Problem details.
Return the data that follows exactly as it appears. Pictures do not belong in the copy.

Collected data entries.
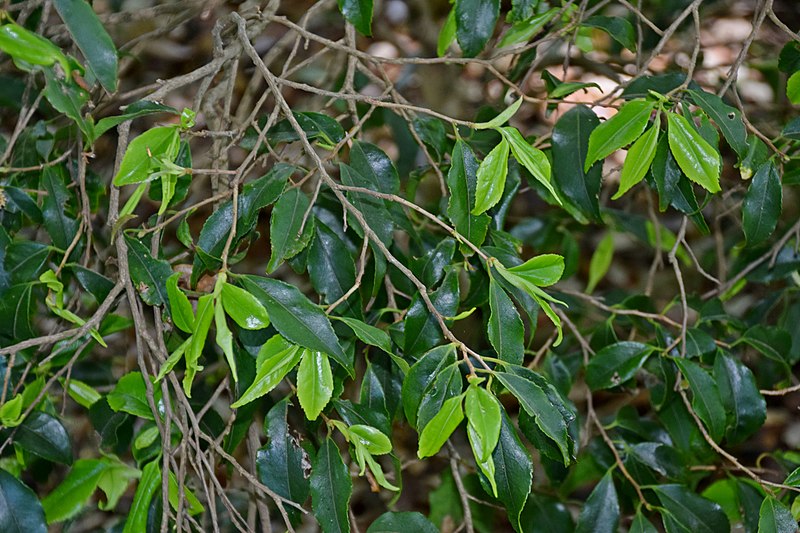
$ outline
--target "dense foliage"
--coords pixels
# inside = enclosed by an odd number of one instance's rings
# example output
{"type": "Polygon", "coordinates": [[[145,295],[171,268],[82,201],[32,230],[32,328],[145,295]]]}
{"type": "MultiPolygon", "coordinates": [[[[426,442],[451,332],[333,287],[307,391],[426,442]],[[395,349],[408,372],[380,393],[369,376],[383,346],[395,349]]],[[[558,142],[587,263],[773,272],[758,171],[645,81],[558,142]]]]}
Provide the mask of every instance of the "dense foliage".
{"type": "Polygon", "coordinates": [[[793,2],[133,4],[2,12],[0,531],[797,530],[793,2]]]}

Answer for this exercise.
$ outline
--target "dense foliage"
--coords pixels
# inside = enclosed by an odd number of one instance's rings
# example output
{"type": "Polygon", "coordinates": [[[145,295],[171,268],[82,201],[32,230],[32,328],[145,295]]]}
{"type": "MultiPolygon", "coordinates": [[[[426,442],[451,332],[333,287],[307,391],[426,442]],[[395,349],[408,372],[380,393],[369,376],[383,346],[395,349]]],[[[558,142],[587,263],[773,272],[758,171],[645,81],[558,142]]]]}
Provide the mask of every instance of the "dense foliage".
{"type": "Polygon", "coordinates": [[[793,2],[133,4],[2,12],[0,531],[797,530],[793,2]]]}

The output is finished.